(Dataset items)
.....

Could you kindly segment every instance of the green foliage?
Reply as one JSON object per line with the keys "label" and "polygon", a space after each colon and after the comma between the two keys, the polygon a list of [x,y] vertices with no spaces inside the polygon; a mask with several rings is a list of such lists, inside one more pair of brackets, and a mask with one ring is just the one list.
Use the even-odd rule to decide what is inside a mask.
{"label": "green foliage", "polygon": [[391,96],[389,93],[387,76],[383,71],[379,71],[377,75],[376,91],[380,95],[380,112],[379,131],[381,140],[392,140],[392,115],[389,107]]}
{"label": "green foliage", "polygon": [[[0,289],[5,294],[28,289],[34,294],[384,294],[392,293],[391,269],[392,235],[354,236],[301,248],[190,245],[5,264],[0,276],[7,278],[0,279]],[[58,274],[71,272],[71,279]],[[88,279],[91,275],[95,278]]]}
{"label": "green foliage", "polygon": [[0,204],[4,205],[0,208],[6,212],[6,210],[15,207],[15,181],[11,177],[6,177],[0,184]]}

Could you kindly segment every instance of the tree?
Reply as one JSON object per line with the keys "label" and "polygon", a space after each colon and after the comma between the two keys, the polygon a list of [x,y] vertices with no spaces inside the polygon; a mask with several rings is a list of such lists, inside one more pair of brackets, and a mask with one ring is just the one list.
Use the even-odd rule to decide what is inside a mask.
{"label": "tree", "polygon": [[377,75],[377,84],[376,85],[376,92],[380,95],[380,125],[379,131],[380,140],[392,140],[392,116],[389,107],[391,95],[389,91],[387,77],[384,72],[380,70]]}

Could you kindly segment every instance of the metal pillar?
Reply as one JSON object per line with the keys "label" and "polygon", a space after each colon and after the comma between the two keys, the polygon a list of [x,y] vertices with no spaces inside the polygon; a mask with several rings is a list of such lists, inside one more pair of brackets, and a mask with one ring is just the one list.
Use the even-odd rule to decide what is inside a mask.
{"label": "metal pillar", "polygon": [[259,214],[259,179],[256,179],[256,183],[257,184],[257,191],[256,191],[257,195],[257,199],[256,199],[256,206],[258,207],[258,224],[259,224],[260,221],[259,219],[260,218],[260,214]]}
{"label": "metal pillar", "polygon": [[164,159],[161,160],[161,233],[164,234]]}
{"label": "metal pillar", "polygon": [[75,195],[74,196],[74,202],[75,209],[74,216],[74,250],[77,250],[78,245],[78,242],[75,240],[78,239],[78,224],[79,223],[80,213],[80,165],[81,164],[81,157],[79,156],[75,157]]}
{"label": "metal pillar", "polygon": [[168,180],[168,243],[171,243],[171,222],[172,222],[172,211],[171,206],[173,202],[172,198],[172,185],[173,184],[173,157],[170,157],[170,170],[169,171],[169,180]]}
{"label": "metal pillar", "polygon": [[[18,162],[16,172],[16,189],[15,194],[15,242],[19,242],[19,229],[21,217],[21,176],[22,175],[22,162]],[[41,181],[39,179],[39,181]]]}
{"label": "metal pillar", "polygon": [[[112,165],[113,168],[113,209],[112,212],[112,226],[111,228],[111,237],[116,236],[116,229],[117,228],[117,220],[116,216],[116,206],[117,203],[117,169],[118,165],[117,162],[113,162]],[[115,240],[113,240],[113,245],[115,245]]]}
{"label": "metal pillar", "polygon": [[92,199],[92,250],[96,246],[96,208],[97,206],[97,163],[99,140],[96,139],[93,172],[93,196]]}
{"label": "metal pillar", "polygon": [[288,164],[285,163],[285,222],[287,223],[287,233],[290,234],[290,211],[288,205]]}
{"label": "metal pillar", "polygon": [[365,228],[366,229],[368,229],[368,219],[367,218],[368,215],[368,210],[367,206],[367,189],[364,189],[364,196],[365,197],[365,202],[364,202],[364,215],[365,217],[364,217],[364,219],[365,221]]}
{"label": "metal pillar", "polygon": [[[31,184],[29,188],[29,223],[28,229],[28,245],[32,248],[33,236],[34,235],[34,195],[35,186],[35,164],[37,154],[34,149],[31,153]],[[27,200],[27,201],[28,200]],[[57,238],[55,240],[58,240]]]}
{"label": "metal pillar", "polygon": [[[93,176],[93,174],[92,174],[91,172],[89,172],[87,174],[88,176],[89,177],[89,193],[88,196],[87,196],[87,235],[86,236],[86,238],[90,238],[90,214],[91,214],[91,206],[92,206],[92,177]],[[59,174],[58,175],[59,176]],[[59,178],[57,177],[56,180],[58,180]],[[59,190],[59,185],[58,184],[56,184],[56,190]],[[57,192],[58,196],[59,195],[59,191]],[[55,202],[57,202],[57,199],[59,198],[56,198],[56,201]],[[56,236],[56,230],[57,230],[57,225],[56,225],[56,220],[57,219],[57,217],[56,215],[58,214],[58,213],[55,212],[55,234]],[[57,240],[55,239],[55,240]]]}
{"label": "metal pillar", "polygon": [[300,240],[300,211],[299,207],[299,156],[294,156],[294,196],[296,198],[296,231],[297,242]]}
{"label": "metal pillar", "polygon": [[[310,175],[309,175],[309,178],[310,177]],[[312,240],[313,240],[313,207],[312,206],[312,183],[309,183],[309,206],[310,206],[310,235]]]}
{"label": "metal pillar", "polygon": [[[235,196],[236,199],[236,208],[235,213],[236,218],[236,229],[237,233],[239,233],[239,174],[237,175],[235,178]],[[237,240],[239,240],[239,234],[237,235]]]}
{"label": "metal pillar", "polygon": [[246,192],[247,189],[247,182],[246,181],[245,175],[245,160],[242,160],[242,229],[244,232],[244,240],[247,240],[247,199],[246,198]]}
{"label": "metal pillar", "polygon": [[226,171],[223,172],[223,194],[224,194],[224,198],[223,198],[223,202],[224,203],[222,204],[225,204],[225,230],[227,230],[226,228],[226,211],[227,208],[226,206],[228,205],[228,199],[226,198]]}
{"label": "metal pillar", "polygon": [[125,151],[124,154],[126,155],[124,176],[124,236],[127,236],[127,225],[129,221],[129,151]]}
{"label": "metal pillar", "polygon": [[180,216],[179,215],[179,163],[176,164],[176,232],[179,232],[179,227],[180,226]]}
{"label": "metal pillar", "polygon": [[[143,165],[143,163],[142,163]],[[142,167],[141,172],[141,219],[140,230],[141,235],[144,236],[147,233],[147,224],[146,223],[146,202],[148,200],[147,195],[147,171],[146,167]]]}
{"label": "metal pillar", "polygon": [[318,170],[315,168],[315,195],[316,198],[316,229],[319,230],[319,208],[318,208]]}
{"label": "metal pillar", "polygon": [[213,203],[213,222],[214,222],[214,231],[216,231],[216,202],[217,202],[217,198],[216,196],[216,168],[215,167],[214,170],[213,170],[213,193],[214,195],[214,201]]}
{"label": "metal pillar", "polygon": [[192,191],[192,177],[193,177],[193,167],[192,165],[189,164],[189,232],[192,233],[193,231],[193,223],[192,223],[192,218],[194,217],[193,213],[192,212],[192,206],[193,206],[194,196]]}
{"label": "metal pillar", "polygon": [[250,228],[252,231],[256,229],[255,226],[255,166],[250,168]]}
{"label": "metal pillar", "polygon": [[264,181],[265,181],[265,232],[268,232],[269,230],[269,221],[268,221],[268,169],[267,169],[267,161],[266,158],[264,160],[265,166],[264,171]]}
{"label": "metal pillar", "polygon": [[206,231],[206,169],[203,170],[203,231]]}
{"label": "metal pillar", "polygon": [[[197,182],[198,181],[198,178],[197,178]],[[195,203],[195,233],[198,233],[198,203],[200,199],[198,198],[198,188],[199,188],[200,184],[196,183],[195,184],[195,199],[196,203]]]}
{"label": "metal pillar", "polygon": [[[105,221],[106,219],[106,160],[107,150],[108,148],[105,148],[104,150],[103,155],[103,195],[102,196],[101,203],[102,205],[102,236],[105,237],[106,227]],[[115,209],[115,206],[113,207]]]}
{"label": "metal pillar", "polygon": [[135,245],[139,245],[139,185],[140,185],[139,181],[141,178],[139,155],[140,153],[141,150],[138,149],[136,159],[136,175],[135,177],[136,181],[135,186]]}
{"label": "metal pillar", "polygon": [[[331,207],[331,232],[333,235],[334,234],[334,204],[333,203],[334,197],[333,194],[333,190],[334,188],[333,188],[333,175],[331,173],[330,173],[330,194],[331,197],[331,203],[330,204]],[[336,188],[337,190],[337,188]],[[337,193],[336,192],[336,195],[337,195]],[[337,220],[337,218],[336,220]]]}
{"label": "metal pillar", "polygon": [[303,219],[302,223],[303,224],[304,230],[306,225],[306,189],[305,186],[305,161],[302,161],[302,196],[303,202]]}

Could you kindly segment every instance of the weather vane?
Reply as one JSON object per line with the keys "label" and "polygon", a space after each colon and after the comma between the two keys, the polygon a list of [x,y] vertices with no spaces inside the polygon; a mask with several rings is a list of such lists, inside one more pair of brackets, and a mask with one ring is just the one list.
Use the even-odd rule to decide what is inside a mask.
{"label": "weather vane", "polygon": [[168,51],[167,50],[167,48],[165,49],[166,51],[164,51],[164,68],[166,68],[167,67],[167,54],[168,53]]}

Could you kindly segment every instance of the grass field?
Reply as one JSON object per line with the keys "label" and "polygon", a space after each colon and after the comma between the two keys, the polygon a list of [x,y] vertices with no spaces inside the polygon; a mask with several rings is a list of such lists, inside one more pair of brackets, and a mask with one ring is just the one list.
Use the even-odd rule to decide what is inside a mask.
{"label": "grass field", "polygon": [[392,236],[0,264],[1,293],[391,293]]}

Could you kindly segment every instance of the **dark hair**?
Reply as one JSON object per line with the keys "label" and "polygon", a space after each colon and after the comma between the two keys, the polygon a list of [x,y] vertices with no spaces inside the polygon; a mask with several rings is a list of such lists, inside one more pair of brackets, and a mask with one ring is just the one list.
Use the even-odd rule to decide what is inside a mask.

.....

Instructions to follow » Rewrite the entries starting at the line that contains "Could you kindly segment every instance of the weather" and ending with the last line of the entries, swapping "even-odd rule" for "nonzero winding rule" and leaving everything else unchanged.

Output »
Could you kindly segment every instance of the weather vane?
Reply as one JSON object per line with the keys "label" and "polygon", a space after each colon and after the comma between the two keys, the polygon a list of [x,y] vertices with no spaces inside the polygon; a mask with several rings is a list of such lists, inside one more pair of brackets, and a mask with one ring is just the one list.
Use the nonzero winding rule to decide what is inside a mask.
{"label": "weather vane", "polygon": [[168,51],[167,50],[167,48],[165,49],[166,51],[164,51],[164,68],[166,68],[167,67],[167,54],[168,53]]}

Could you kindly segment every instance of the grass field?
Reply as one JSON object per line with the keys "label" and "polygon", a space after each colon and after the comma between the two keys, the polygon a list of [x,y] vertices with no spaces inside the polygon; a mask with several rings is a list of such lists, inside one more pair of brackets, and a mask with one ring is just the one list.
Use the nonzero winding rule to decide what is inside a mask.
{"label": "grass field", "polygon": [[392,236],[0,264],[1,293],[391,293]]}

Could you kindly segment every instance of the **dark hair**?
Reply as one JSON object per line with the keys "label" and "polygon", a space after each colon and after the comma between the two keys, the polygon a list of [x,y] vertices with no spaces inside the polygon; a mask with several rings is a list of such lists, inside one more pair of brackets, and a mask with one ring is just the one list.
Use the nonzero winding rule to decide what is inside a mask.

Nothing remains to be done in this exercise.